5. Transferforum: "Was macht eine gute Ganztagsschule aus?" : Datum: Autor: Autor/in: Ralf Augsburg

Was macht eine gute Ganztagsschule aus? Wie verändern sich die Lernkultur und das Miteinander, wenn die Schule zum Lebensort wird und Bildungspartner den Schulalltag mitprägen? Welche Unterstützung erfahren Schulen auf dem Weg zur guten Ganztagsschule? Das 5. Transferforum des BMBF und der DKJS gab am 16. Mai 2014 für Wissenschaftler, Praktiker, Politik und Verwaltung in der Potsdamer Staatskanzlei Gelegenheit zum Austausch.

### Gegebene Einträge
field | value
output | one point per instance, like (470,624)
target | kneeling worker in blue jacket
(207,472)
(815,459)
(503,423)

### Zielsetzung
Setzen Sie den Text über das 5. Transferforum zur guten Ganztagsschule im Anschluss an seinen letzten Satz fort.

### Lösung zur Aufgabe
Mit den Transferforen bietet das Programm „Ideen für mehr! Ganztägig lernen“ seit 2010 einmal im Jahr einen Rahmen für den länderübergreifenden Austausch zu Entwicklungsfragen und über gute Beispiele aus der Praxis. In diesem Jahr diskutierten unter der Überschrift „Qualitätsentwicklung – wie geht’s zur guten Ganztagsschule?“ über 200 Expertinnen und Experten aus Schulpraxis und Partnerinstitutionen, Wissenschaft und Bildungsverwaltung über Wege der Qualitätsentwicklung von Ganztagsschulen.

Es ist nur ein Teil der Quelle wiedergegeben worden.